--- Start Text provided ---
Prime Minister Nouri al-Maliki’s State of Law (SOL) party began challenging some provincial governments in 2014. The last one was Basra the economic hub of the country. Even though SOL won the most votes there in 2013 and gained the head of council it decided that it preferred the governorship, held by the Islamic Supreme Council of Iraq (ISC), and initiated a lawsuit in March 2014 in the premier friendly courts to obtain it. Iran brokered a truce between the two parties, but then State of Law brought it up again in April. This time it appeared that Maliki was just using it to warn the Supreme Council before this year’s election that if it decided to challenge him they could lose their positions in the provincial governments.
PM Maliki (left) used the threat against the Basra government to warn Ammar Hakim (right) of the Supreme Council not to challenge him in this year’s election (New Sabah)
At the beginning of April 2014 the case against the Basra government returned to the news. April 3 a court said that it was moving ahead with the lawsuit filed against Basra by State of Law. This was after the same court said it was holding off hearing the case at the end of March. Then on April 7 the judges said they were postponing the case due to a lack of evidence. Beforehand the Islamic Supreme Council of Iraq (ISCI) was complaining that the judges reviewing the suit had been changed due to interference by SOL. The Supreme Council was obviously on the defensive with the threat of losing the Basra governorship hanging over its head. State of Law on the other hand was playing it cool saying that it was committed to working with ISCI. The courts in Iraq are under the influence of the prime minister so the threat of a lawsuit held a lot of weight.
State of Law initiated the lawsuit because it wanted the governorship of Basra. The provincial government was put together in June 2013. The first session was attended by judges and 28 of the 35 council members, including 9 of 16 the SOL councilmen. State of Law got the head of council, while ISCI obtained the governorship. The other seven SOL members called for a postponement, which was the basis for the court case. That was a precarious lawsuit since SOL got the most votes in the election, participated in the government formation process, and ended up with the council chairmanship. That didn’t matter since the courts would rule whatever way Maliki wanted showing that this was a pure power grab by the prime minister.
In the aftermath of the lawsuit ISCI and SOL started a war of words between each other, which brought Iran in to mediate. Maliki and Ammar Hakim the head of ISCI both met with Iranian officials. The two then met face to face, which led to a heated exchange between them, but ended with a peace agreement that included freezing the Basra case until after the 2014 elections. Publicly Tehran’s role was not mentioned. Instead the Supreme Council claimed that its threats against SOL led to the peace.
--- End Text provided ---
--- Start Given material ---
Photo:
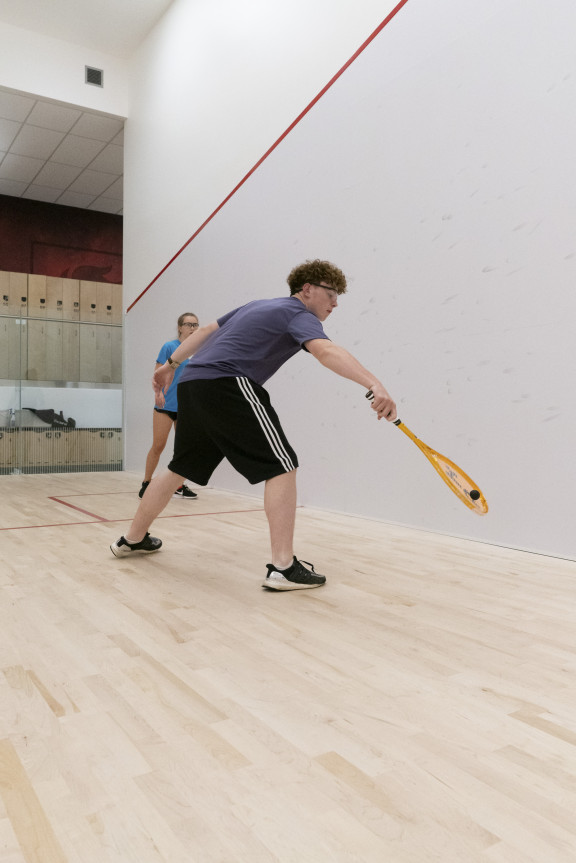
--- End Given material ---
Parts of the exercise:
a: Answer these from the text on the Basra governorship lawsuit:
(i) On what date did the judges say they were postponing the case due to a lack of evidence?
(ii) How many of the 35 council members attended the first session of the provincial government in June 2013?
(iii) Which country mediated between the two parties after the lawsuit?
b: Pick up the account of the Basra governorship lawsuit after its last sentence and carry it forward by one paragraph.

Final results:
a:
(i) April 7
(ii) 28
(iii) Iran

b:
The real goal of this confrontation between State of Law and the Supreme Council was not about the Basra governorship, but the 2014 elections. It was obvious that Maliki was manipulating the courts to threaten ISCI, hence the on and off again court hearing. The goal of the prime minister was to warn Hakim that if he opposed him after this year’s vote he could not only lose Basra, but any other provincial positions the Supreme Council held. This was shown by the fact that SOL successfully removed the Diyala government earlier this year due to a lawsuit, and got another favorable ruling against the Wasit administration as well. ISCI made a strong comeback in last year’s election and losing any of those governorates would be a severe loss for the party, especially in important provinces such as Basra. That will put Ammar Hakim in a difficult position when negotiations start to put together the next government. Will he be swayed to back Maliki for another term so that he can hold onto his local assets or will he challenge the premier in the hopes of removing him and thus assuring that nothing will happen to the governorates that his party controls? Only time will tell.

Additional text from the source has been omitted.